## WRITTEN REQUEST 1
In the article about Designing Data-Intensive Applications, rewrite the stretch starting with "Designing Data-Intensive Applications" and going on through "shaping the future.", changing "systematic" to "structured".
## WRITTEN REQUEST 2
Answer these questions about the article on Designing Data-Intensive Applications:
(a) At which university is Martin Kleppmann a researcher?
(b) What does polyglot persistence mean, according to the article?
(c) How is the term "NoSQL" currently advertised?
## WRITTEN REQUEST 3
List every topic that the article on Designing Data-Intensive Applications says it will analyze.

Designing Data-Intensive Applications by a University of Cambridge researcher Martin Kleppmann is a great book for those who want to understand how different databases function and how to choose between them. But there is more to it than technical details explained in a systematic way. The book also paints a high-level overview of the current state of tools and techniques for managing data and the emerging tendencies shaping the future.
In this article we will analyze some of the interesting thoughts presented there:
- how the distinction between non-relational and relational databases (and even messaging systems and databases) becomes less sharp
- what is the approach of modern databases to transactions and consistency in general
- which ways of handling Big Data are no longer recommended and what to do instead
- how to use polyglot persistence (different databases for different purposes) without running into problems
- how to organize client-server communication so that client applications are responsive and don’t present outdated information to the user
Converging data models
Originally the term “NoSQL” was understood simply as “no-SQL” or “no-relational”. You could think there is hardly any place for compromise. Currently it is rather advertised as “not only SQL”, and for a good reason from the marketing point of view: there is a growing interest in databases that support more than one way of accessing the data.

## DATASET CONTENT
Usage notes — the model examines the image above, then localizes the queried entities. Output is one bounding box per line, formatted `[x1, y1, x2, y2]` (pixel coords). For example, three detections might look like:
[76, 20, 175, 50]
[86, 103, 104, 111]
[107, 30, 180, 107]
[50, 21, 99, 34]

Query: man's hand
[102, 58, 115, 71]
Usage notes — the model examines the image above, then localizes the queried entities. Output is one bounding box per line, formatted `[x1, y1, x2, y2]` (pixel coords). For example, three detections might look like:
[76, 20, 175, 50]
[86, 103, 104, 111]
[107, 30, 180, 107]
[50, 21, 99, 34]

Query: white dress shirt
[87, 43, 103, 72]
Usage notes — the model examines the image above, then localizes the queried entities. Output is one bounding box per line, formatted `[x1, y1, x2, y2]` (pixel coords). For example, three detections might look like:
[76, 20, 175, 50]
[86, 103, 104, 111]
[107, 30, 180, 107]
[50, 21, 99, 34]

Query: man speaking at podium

## COMPLETE OUTPUT 1
Designing Data-Intensive Applications by a University of Cambridge researcher Martin Kleppmann is a great book for those who want to understand how different databases function and how to choose between them. But there is more to it than technical details explained in a structured way. The book also paints a high-level overview of the current state of tools and techniques for managing data and the emerging tendencies shaping the future.

## COMPLETE OUTPUT 2
(a) The University of Cambridge.
(b) Using different databases for different purposes.
(c) As "not only SQL".

## COMPLETE OUTPUT 3
- How the distinction between non-relational and relational databases (and even messaging systems and databases) becomes less sharp
- The approach of modern databases to transactions and consistency in general
- Which ways of handling Big Data are no longer recommended and what to do instead
- How to use polyglot persistence (different databases for different purposes) without running into problems
- How to organize client-server communication so that client applications are responsive and don't present outdated information to the user